First, the traversal method lets the cyclic GC know about subobjects
that could participate in cycles:

   static int
   Custom_traverse(CustomObject *self, visitproc visit, void *arg)
   {
       int vret;
       if (self->first) {
           vret = visit(self->first, arg);
           if (vret != 0)
               return vret;
       }
       if (self->last) {
           vret = visit(self->last, arg);
           if (vret != 0)
               return vret;
       }
       return 0;
   }

For each subobject that can participate in cycles, we need to call the
"visit()" function, which is passed to the traversal method. The
"visit()" function takes as arguments the subobject and the extra
argument *arg* passed to the traversal method.  It returns an integer
value that must be returned if it is non-zero.

Python provides a "Py_VISIT()" macro that automates calling visit
functions.  With "Py_VISIT()", we can minimize the amount of
boilerplate in "Custom_traverse":

   static int
   Custom_traverse(CustomObject *self, visitproc visit, void *arg)
   {
       Py_VISIT(self->first);
       Py_VISIT(self->last);
       return 0;
   }

Note:

  The "tp_traverse" implementation must name its arguments exactly
  *visit* and *arg* in order to use "Py_VISIT()".

Second, we need to provide a method for clearing any subobjects that
can participate in cycles:

   static int
   Custom_clear(CustomObject *self)
   {
       Py_CLEAR(self->first);
       Py_CLEAR(self->last);
       return 0;
   }

Notice the use of the "Py_CLEAR()" macro.  It is the recommended and
safe way to clear data attributes of arbitrary types while
decrementing their reference counts.  If you were to call
"Py_XDECREF()" instead on the attribute before setting it to "NULL",
there is a possibility that the attribute's destructor would call back
into code that reads the attribute again (*especially* if there is a
reference cycle).

Note:

  You could emulate "Py_CLEAR()" by writing:

     PyObject *tmp;
     tmp = self->first;
     self->first = NULL;
     Py_XDECREF(tmp);

  Nevertheless, it is much easier and less error-prone to always use
  "Py_CLEAR()" when deleting an attribute.  Don't try to micro-
  optimize at the expense of robustness!

The deallocator "Custom_dealloc" may call arbitrary code when clearing
attributes.  It means the circular GC can be triggered inside the
function. Since the GC assumes reference count is not zero, we need to
untrack the object from the GC by calling "PyObject_GC_UnTrack()"
before clearing members. Here is our reimplemented deallocator using
"PyObject_GC_UnTrack()" and "Custom_clear":

   static void
   Custom_dealloc(CustomObject *self)
   {
       PyObject_GC_UnTrack(self);
       Custom_clear(self);
       Py_TYPE(self)->tp_free((PyObject *) self);
   }

Finally, we add the "Py_TPFLAGS_HAVE_GC" flag to the class flags:

   .tp_flags = Py_TPFLAGS_DEFAULT | Py_TPFLAGS_BASETYPE | Py_TPFLAGS_HAVE_GC,

That's pretty much it.  If we had written custom "tp_alloc" or
"tp_free" handlers, we'd need to modify them for cyclic garbage
collection.  Most extensions will use the versions automatically
provided.

▶ Source excerpt
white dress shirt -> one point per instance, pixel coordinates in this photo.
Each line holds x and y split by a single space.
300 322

▶ Tasks to perform
A: Please revise the garbage collection text from "Nevertheless, it is" to "expense of robustness!", replacing "robustness" with "reliability".
B: Answer these questions from the garbage collection text.
(i) Which macro does Python provide to automate calling visit functions?
(ii) Which function is called to untrack the object from the GC before its members are cleared?
(iii) Which flag is added to the class flags?

▶ Per-task outputs
A:
Nevertheless, it is much easier and less error-prone to always use
  "Py_CLEAR()" when deleting an attribute.  Don't try to micro-
  optimize at the expense of reliability!

B:
(i) "Py_VISIT()"
(ii) "PyObject_GC_UnTrack()"
(iii) "Py_TPFLAGS_HAVE_GC"